§ **What to work on**:
**1)** In the passage on St Giles' Church, who laid the foundation stone when work on the 1902 enlargement began?
**2)** From the passage on St Giles' Church, extract the text between "St Giles’ Church, Normantion, Derby" and "23 September 1863.", inclusive.
**3)** Extend the passage on St Giles' Church in Normanton beyond its last sentence.

§ **Provided passage**:
>>

St Giles’ Church, Normantion, Derby is a locally listed parish church in the Church of England in Normanton, Derby.

==History==

The present building replaced a medieval chapel. The church dates from 1861 and was built to the designs of the architects Giles and Brookhouse by the contractors William Bridgart (son of George and Mary Bridgart) and Charles Whiting Bridgart (son of Robert Bridgart snr. and Hannah Bridgart) of Derby. William and Charles were first cousins. It opened for worship on 13 May 1862. It was consecrated on 23 September 1863.

It was enlarged in 1902. Work started on 15 November 1902 when a foundation stone was laid by Fitzherbert Wright, the High Sheriff of Derbyshire. It was substantially reordered and underfloor heating installed in 2010. In 2016 the small 1950s toilet block attached to the South Porch was demolished and replaced with a new Annexe comprising a kitchen, reception area, meeting room (used for creche) and five separate toilets (one of which is for disabled).

<<

§ **Provided material**:
>>

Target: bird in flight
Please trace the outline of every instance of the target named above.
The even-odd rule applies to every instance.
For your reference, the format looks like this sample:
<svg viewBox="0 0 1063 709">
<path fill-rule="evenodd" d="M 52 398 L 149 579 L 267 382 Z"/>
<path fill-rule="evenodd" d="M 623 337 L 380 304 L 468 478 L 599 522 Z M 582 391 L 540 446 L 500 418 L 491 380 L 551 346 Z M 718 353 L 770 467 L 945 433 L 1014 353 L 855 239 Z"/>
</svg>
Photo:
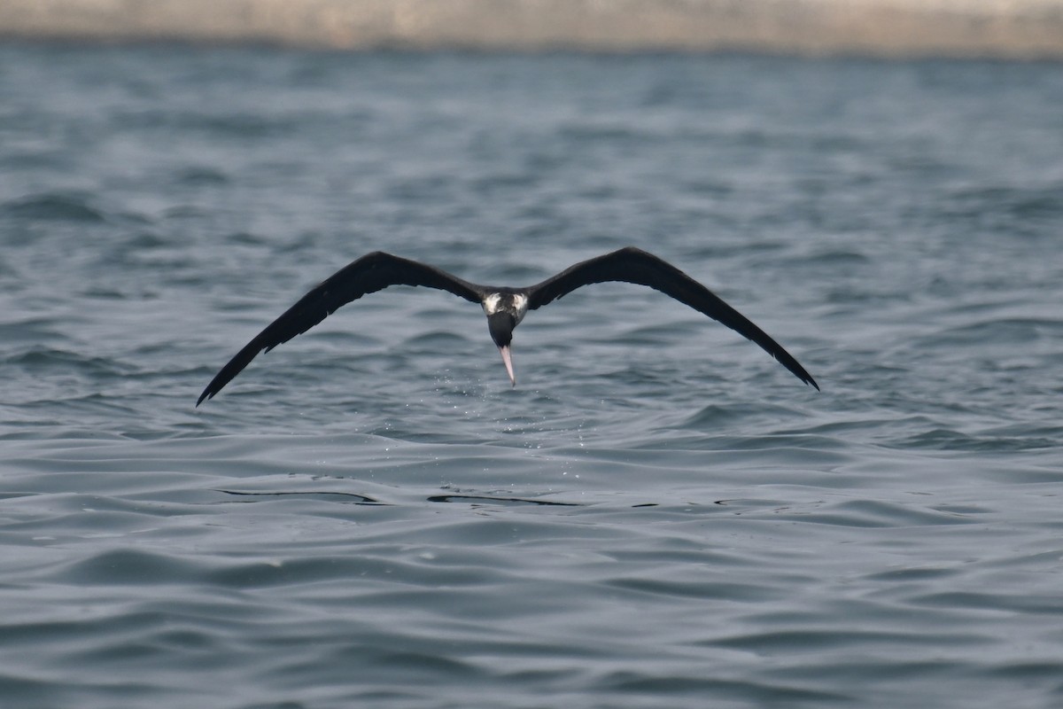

<<

§ **Answers for the exercise**:
**1)** Fitzherbert Wright, the High Sheriff of Derbyshire.

**2)**
St Giles’ Church, Normantion, Derby is a locally listed parish church in the Church of England in Normanton, Derby.

==History==

The present building replaced a medieval chapel. The church dates from 1861 and was built to the designs of the architects Giles and Brookhouse by the contractors William Bridgart (son of George and Mary Bridgart) and Charles Whiting Bridgart (son of Robert Bridgart snr. and Hannah Bridgart) of Derby. William and Charles were first cousins. It opened for worship on 13 May 1862. It was consecrated on 23 September 1863.

**3)**
===Present day===
St Giles' Church is within the Conservative Evangelical tradition of the Church of England, and it has passed resolutions to reject the ordination of women.

==Organ==

The church contains an organ by Peter Conacher. A specification of the organ can be found on the National Pipe Organ Register.

===Organists===
- Fred Morley 1943 - ???? (formerly organist of St Andrew's Church, Derby)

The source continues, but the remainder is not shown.